Exercise requirements:
Write back every entry exactly as it reads, with the pictures left behind.

Data to use:

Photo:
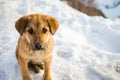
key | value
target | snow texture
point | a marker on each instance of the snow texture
(86, 48)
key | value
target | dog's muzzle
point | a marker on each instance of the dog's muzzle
(38, 46)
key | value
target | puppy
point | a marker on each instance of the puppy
(35, 44)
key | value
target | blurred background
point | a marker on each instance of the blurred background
(87, 43)
(106, 8)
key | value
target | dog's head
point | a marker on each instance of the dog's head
(37, 29)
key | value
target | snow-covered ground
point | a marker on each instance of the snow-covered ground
(86, 48)
(110, 8)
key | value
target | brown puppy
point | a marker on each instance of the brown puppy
(35, 44)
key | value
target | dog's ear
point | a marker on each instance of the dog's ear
(21, 24)
(53, 24)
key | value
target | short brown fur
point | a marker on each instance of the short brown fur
(43, 28)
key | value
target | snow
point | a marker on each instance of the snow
(110, 8)
(86, 48)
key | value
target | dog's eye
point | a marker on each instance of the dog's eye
(31, 31)
(44, 30)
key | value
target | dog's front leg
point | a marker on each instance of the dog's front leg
(47, 73)
(24, 68)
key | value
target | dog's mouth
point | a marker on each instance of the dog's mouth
(38, 47)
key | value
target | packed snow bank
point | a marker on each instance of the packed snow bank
(86, 48)
(110, 8)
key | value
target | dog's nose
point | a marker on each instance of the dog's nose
(38, 46)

Result for this exercise:
Photo:
key | value
target | snow texture
point | a marker on each instance of the snow texture
(86, 48)
key | value
target | dog's muzzle
point | a marker on each instance of the dog's muzzle
(38, 46)
key | value
target | puppy
point | a marker on each instance of the puppy
(35, 44)
key | value
target | blurred background
point | a marker on each instance of the blurred background
(87, 43)
(106, 8)
key | value
target | dog's head
point | a marker on each instance of the dog's head
(37, 29)
key | value
target | snow-covered ground
point | a marker on each instance of the snow-covered ground
(86, 48)
(110, 8)
key | value
target | brown puppy
point | a marker on each instance of the brown puppy
(35, 44)
key | value
target | dog's ear
point | a marker on each instance of the dog's ear
(21, 24)
(53, 24)
key | value
target | short brown fur
point | a marker on each instance of the short brown fur
(43, 28)
key | value
target | snow
point | a marker on each instance of the snow
(110, 8)
(86, 48)
key | value
target | dog's eye
point | a marker on each instance of the dog's eye
(31, 31)
(44, 30)
key | value
target | dog's front leg
point | a marker on each instance of the dog's front leg
(47, 73)
(24, 68)
key | value
target | dog's mouth
point | a marker on each instance of the dog's mouth
(38, 47)
key | value
target | packed snow bank
point | a marker on each instance of the packed snow bank
(86, 48)
(110, 8)
key | value
target | dog's nose
point | a marker on each instance of the dog's nose
(38, 46)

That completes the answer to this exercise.